● **RECORDS TO USE**
☆ ☆ ☆ ☆
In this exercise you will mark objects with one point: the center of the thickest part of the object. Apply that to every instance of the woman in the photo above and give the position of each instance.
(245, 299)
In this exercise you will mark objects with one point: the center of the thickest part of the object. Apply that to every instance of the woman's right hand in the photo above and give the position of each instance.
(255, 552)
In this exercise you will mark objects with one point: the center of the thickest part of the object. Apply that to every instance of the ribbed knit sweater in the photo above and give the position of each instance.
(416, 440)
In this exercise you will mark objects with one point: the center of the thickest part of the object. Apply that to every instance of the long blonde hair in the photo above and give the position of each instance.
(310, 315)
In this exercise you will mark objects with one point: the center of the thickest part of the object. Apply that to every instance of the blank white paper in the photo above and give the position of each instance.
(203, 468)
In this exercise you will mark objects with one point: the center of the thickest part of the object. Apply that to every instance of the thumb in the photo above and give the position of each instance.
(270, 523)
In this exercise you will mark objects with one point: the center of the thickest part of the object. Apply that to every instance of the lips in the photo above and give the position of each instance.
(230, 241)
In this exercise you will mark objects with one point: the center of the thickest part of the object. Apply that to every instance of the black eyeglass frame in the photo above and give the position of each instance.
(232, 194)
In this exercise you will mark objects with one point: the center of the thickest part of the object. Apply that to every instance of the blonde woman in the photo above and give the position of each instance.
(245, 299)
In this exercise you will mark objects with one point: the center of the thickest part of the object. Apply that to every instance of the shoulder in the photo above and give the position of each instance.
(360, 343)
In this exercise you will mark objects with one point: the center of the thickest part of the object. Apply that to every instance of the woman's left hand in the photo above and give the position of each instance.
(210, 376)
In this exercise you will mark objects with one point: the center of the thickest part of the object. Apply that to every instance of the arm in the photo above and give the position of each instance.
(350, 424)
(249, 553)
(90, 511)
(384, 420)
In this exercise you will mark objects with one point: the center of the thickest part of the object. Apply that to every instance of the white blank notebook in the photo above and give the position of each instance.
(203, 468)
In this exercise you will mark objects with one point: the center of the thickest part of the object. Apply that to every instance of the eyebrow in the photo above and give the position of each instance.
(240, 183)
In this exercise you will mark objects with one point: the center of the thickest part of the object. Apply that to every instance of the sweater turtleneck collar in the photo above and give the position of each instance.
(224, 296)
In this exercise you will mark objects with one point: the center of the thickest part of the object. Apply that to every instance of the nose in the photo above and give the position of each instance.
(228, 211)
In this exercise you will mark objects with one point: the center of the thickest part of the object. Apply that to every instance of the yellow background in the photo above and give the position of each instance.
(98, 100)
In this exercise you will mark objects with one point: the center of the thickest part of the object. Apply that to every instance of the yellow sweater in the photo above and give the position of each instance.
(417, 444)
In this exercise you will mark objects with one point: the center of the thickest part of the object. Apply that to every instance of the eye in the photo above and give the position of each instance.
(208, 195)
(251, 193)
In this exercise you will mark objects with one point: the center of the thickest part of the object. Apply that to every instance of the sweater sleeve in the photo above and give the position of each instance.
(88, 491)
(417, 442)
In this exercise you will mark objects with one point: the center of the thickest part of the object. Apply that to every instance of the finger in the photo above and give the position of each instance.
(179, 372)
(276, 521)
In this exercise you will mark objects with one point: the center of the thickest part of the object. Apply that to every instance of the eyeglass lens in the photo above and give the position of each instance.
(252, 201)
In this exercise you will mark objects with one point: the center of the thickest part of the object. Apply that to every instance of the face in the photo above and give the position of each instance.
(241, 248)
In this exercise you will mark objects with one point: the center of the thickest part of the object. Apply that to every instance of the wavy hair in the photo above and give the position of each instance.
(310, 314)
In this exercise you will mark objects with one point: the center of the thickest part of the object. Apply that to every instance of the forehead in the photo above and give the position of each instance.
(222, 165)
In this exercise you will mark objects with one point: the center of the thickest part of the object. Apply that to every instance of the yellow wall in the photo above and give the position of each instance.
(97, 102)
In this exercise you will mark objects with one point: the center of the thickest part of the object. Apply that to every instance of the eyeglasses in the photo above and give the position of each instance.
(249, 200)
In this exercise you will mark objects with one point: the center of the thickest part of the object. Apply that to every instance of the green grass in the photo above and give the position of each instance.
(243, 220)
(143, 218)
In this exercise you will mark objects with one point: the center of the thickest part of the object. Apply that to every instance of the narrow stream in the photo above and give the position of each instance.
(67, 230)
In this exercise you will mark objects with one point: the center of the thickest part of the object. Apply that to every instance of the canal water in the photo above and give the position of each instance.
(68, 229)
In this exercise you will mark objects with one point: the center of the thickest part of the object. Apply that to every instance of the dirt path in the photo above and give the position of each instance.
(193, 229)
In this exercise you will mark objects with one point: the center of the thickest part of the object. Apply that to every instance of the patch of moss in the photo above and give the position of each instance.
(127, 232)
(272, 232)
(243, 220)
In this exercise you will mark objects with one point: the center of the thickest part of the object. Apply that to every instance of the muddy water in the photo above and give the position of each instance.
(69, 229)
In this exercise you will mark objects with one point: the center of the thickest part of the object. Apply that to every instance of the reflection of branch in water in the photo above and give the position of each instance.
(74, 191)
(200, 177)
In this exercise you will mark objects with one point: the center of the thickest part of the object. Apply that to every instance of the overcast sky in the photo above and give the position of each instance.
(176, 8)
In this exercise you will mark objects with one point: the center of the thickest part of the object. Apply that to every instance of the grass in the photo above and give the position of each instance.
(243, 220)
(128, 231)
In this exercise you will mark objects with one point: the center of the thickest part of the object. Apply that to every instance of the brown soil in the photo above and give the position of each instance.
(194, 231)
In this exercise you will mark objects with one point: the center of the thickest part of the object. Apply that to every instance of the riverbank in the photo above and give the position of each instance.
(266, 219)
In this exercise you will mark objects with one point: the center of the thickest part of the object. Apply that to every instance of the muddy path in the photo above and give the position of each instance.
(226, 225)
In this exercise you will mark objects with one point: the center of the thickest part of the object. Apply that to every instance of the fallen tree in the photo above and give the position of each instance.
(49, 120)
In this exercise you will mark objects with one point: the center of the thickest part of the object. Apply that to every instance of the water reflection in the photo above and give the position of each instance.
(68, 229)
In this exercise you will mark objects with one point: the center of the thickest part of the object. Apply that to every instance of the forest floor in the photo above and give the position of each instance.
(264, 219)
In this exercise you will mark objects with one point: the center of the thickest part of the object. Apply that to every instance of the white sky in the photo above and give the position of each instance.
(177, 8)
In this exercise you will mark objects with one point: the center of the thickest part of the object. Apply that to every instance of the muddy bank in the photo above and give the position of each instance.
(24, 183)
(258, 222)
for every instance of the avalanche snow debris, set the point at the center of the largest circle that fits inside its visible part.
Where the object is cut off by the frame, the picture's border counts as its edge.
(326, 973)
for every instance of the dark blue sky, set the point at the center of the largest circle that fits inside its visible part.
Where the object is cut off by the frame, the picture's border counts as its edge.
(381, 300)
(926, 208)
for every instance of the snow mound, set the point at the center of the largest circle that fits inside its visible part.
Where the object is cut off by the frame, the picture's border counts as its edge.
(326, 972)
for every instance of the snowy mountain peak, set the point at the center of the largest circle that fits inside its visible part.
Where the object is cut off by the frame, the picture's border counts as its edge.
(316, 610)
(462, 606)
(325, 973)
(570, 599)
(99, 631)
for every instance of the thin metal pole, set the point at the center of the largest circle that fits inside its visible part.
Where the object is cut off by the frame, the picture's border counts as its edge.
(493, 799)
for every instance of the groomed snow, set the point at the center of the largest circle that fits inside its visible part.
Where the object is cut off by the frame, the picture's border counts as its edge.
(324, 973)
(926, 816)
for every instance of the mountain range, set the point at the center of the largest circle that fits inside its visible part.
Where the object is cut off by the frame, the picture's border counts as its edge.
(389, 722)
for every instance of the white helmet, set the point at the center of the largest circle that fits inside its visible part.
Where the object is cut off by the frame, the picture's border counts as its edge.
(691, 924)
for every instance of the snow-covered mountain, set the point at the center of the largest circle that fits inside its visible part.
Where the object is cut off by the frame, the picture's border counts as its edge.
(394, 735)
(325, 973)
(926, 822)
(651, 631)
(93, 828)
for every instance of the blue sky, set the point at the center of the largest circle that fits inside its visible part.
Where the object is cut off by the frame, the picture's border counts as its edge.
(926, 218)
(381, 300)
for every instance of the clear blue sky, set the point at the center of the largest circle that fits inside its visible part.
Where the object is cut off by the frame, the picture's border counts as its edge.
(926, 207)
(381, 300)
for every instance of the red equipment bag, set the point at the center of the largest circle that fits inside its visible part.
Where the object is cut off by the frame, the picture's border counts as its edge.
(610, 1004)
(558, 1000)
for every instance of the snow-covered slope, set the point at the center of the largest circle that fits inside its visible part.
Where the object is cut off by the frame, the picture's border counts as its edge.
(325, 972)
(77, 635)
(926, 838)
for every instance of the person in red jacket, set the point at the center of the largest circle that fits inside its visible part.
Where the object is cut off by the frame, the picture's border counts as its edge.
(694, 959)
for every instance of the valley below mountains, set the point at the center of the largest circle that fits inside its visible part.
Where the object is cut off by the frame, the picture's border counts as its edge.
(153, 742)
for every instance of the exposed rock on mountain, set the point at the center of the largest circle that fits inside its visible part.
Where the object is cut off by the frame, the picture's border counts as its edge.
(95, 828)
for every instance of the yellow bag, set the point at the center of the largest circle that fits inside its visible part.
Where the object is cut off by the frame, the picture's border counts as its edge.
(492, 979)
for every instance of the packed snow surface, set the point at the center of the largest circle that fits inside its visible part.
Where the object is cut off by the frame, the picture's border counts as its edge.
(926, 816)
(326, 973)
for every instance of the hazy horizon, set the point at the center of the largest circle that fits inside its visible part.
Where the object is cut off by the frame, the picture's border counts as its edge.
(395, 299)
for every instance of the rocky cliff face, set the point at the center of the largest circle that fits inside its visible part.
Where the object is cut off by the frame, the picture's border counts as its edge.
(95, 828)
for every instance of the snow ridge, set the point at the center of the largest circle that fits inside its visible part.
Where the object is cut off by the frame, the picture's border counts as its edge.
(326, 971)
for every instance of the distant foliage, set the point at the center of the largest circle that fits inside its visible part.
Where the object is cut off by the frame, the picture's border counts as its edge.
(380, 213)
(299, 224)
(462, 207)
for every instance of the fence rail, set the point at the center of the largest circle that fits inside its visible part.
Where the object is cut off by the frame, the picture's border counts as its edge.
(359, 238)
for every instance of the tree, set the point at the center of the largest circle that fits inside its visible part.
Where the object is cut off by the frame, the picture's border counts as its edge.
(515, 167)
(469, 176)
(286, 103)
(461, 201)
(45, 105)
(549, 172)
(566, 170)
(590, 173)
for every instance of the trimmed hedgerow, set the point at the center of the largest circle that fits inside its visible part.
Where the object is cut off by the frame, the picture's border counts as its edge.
☆ ☆ ☆ ☆
Everything above from the line with "for every instance of the exposed" to the line with "for every instance of the tree, set", both included, must be repeated exactly, and nothing outside that range.

for every instance of the exposed rock on mountain, set the point at the center of the largest circle that fits inside its visible part.
Where the object is cut off by the frame, the picture's border counts as its edge.
(95, 828)
for every instance of the yellow bag, set the point at the center of the largest circle that fits inside its visible part.
Where the object is cut off by the frame, the picture's border counts as its edge.
(492, 979)
for every instance of the packed snow surface, set the point at the center of the largest circle that fits inside its visible part.
Where the object is cut off by the frame, the picture's border counts as its edge.
(926, 816)
(326, 973)
for every instance of the hazy horizon, set the point at the center of the largest circle that fits inside its visible part.
Where the object is cut off by the frame, the picture's border counts as its edge.
(395, 299)
for every instance of the rocky cliff face, set the point at the center of the largest circle that fits inside its visible part.
Where the object is cut off by the frame, the picture's border counts as its edge.
(95, 828)
for every instance of the snow ridge, set the point at the center of the largest circle that fits inside its visible part.
Where the object is cut off by the frame, the picture's border counts as its edge.
(326, 971)
for every instance of the distant foliage, set the point at the center of the largest circle that fits inside its visible part.
Where the object is cut off by the frame, the picture's border counts as its edge.
(380, 213)
(299, 224)
(462, 207)
for every instance of the fence rail, set the point at the center of the largest circle that fits inside its visible part.
Where the object is cut off by the frame, the picture's border counts as its edge.
(359, 238)
for every instance of the tree, set the point at the center of the largest circle that fits inside its visible part.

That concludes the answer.